→ **Stated task 1**
According to the contract excerpt, what amount must the Transferor pay the Transferee for each day of delay?
→ **Stated task 2**
Decide whether each statement agrees with the contract excerpt, answering yes or no and quoting the deciding words: (a) Cheetah Technology is the Transferee's affiliate. (b) Xxxx Xxxxx must be reinstated to the Board within 10 business days after the termination. (c) The Transferor's daily liquidated damages run until the default is rectified.
→ **Stated task 3**
Switch "liquidated damages" to "compensation" and write out the part of the contract excerpt that opens with the words containing "8.4 If the Transferor" and closes with "default is rectified.".

8.3 Given Cheetah Technology Corporation Limited (hereinafter referred to as the “Cheetah Technology”) is the Transferee’s affiliate, who intends to acquire 5.8162% equity interest in the Company held by West Origin Orion LP (hereinafter referred to as the “Cheetah Technology Transfer Agreement”). If this Agreement and/or the Cheetah Technology Transfer Agreement are terminated due to any reason attributable to the Transferee or Cheetah Technology, the Transferee shall, in addition to baring liabilities for breach of contract, reinstate Xxxx Xxxxx to the Board of the Company within 5 business days after the occurrence of the aforesaid termination and shall pay the Transferee liquidated damages in the amount of CNY 500,000 for failure to do so within such period.
8.4 If the Transferor fails to deliver to the Transferee the Termination of Director Appointment Letter and the Resignation Letter (if applicable) with respect to the termination of its director appointment and the relevant documents required for the Company to proceed with the Equity Transfer on the day when the Transferee makes full payment of the Equity Transfer Price to the Transferor, the Transferor shall pay the Transferee liquidated damages in the amount of 0.01% of the Equity Transfer Price already paid by the Transferee for each day of delay, until the date when the default is rectified.

→ **Data lines**
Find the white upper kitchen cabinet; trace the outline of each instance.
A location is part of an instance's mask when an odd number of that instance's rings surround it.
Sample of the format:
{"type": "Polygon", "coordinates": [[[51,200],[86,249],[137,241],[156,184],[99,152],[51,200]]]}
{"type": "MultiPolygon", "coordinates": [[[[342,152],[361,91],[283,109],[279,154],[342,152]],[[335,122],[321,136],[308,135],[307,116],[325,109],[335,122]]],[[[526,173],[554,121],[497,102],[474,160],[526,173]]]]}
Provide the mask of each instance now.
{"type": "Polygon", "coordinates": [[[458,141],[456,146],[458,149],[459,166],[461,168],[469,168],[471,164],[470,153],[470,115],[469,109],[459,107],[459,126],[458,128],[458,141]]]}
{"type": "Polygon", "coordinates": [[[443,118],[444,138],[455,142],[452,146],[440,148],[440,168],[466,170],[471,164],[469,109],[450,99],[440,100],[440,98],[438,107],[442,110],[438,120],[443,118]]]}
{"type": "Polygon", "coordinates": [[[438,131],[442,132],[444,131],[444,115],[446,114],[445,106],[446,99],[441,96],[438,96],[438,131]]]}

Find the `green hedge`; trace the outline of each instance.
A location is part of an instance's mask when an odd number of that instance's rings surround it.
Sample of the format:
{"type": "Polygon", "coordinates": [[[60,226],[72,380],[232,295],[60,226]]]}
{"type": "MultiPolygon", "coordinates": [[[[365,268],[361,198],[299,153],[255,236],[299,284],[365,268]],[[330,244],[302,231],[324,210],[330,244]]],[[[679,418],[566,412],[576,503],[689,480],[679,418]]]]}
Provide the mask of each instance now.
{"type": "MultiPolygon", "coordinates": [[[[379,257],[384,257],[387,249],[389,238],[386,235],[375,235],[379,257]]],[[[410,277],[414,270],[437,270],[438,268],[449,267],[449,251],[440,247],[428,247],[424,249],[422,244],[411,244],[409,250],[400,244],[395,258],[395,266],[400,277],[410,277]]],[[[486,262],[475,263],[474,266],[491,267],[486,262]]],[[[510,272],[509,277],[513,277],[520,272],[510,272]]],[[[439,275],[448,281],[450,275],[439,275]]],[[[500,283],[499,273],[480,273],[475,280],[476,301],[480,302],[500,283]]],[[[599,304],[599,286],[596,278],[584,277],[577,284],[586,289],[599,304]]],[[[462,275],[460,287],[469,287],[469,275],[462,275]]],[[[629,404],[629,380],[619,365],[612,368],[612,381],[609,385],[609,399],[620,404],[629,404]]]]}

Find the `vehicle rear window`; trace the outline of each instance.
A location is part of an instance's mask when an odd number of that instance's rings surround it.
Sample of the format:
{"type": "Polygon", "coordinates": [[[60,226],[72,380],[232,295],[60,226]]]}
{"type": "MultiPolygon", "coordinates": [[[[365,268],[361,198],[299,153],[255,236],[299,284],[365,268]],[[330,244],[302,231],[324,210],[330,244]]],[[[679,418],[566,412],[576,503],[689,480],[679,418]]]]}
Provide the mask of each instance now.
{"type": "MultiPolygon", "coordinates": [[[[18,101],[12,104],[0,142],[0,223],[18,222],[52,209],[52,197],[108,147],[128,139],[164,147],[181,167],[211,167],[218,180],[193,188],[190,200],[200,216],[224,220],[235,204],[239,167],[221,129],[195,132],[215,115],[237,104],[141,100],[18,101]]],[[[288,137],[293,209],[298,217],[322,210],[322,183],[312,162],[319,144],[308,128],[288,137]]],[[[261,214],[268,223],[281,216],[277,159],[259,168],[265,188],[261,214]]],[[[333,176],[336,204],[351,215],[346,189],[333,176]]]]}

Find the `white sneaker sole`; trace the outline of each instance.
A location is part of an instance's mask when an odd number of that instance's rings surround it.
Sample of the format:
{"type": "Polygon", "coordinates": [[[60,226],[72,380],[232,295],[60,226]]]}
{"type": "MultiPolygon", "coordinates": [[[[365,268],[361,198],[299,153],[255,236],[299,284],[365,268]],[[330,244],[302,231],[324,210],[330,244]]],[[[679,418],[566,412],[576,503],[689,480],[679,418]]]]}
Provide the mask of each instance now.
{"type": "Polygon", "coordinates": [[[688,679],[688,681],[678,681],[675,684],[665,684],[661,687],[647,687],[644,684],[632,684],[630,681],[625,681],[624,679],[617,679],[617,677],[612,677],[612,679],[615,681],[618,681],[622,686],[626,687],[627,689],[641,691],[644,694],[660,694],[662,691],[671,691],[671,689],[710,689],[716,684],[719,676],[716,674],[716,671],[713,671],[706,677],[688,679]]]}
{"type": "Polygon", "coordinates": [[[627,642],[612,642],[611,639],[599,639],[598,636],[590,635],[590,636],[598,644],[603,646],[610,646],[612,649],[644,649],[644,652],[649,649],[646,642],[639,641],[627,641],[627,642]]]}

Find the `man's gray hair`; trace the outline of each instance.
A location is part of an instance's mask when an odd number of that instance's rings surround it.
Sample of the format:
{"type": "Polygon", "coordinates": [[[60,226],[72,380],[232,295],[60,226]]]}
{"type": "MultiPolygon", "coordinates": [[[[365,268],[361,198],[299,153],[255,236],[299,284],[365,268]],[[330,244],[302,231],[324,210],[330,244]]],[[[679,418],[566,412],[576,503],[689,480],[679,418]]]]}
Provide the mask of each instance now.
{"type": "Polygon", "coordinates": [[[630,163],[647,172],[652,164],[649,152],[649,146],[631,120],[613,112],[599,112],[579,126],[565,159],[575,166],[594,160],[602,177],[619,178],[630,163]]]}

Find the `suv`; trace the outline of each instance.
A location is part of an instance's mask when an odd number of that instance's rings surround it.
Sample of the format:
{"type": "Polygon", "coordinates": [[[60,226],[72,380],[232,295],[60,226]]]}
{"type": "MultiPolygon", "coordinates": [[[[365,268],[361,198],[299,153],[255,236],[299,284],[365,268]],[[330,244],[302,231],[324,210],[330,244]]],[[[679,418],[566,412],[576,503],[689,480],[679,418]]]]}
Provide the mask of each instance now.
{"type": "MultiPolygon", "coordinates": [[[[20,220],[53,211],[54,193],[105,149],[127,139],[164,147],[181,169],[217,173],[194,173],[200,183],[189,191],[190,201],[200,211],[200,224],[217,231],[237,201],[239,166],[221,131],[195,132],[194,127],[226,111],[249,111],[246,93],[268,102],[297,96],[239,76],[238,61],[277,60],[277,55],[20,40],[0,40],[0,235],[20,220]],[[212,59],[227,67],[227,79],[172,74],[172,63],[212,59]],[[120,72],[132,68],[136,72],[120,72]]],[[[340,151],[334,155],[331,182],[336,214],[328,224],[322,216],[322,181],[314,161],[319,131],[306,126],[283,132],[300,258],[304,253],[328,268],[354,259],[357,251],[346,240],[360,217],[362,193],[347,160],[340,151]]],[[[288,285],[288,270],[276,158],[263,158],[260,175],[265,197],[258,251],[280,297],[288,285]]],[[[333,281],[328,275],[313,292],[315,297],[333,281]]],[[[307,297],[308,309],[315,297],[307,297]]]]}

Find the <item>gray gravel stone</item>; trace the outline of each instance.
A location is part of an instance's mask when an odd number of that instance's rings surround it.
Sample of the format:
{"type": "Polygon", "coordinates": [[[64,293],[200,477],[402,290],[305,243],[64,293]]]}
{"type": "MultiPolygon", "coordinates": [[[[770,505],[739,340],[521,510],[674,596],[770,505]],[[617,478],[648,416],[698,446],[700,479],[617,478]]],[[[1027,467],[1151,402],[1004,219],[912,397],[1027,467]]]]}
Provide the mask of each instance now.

→ **Final result 1**
Liquidated damages of 0.01% of the Equity Transfer Price already paid by the Transferee.

→ **Final result 2**
(a) Yes: "Cheetah Technology Corporation Limited (hereinafter referred to as the “Cheetah Technology”) is the Transferee’s affiliate"
(b) No: "within 5 business days after the occurrence of the aforesaid termination"
(c) Yes: "until the date when the default is rectified"

→ **Final result 3**
8.4 If the Transferor fails to deliver to the Transferee the Termination of Director Appointment Letter and the Resignation Letter (if applicable) with respect to the termination of its director appointment and the relevant documents required for the Company to proceed with the Equity Transfer on the day when the Transferee makes full payment of the Equity Transfer Price to the Transferor, the Transferor shall pay the Transferee compensation in the amount of 0.01% of the Equity Transfer Price already paid by the Transferee for each day of delay, until the date when the default is rectified.